→ WHAT IS NEEDED:
Arrange the lines below into a Markdown table with two columns, Row and Line, where Row gives the row number. Omit blank lines, and leave the pictures out of the answer.

→ RECORDS FOR THIS TASK:
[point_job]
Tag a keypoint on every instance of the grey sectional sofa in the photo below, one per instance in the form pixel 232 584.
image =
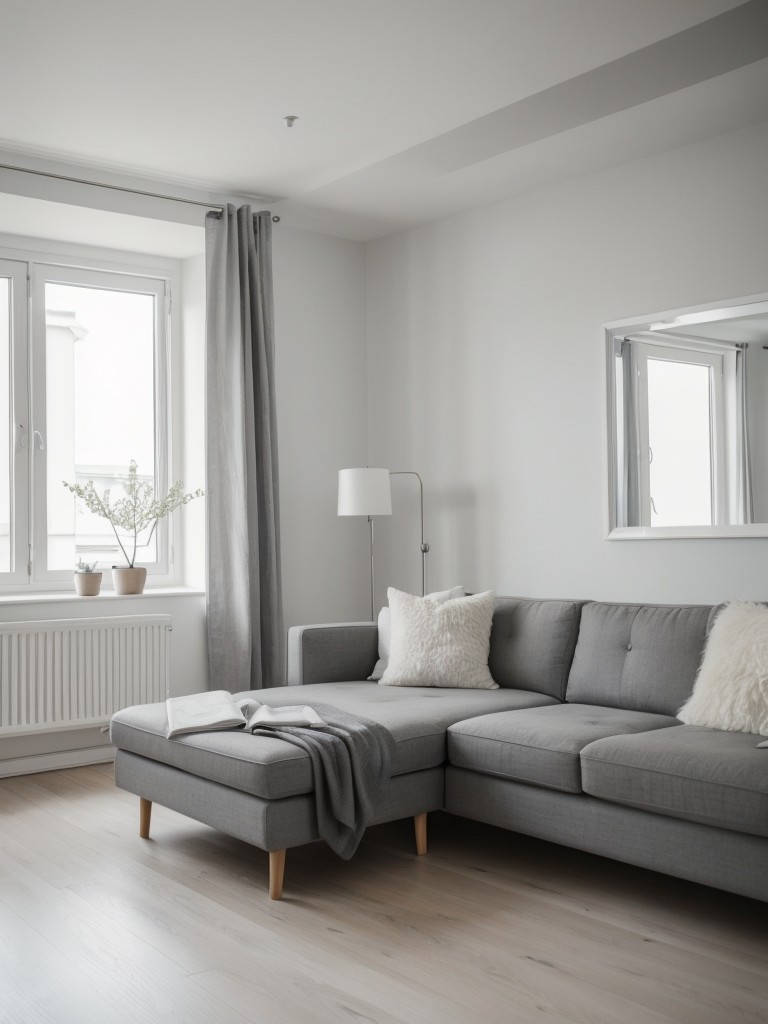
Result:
pixel 579 745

→ COMPLETE RESPONSE:
| Row | Line |
|---|---|
| 1 | [point_job] |
| 2 | Tag a keypoint on every instance of the grey sectional sofa in the photo below, one per instance in the form pixel 232 584. |
| 3 | image = |
| 4 | Result: |
| 5 | pixel 579 745 |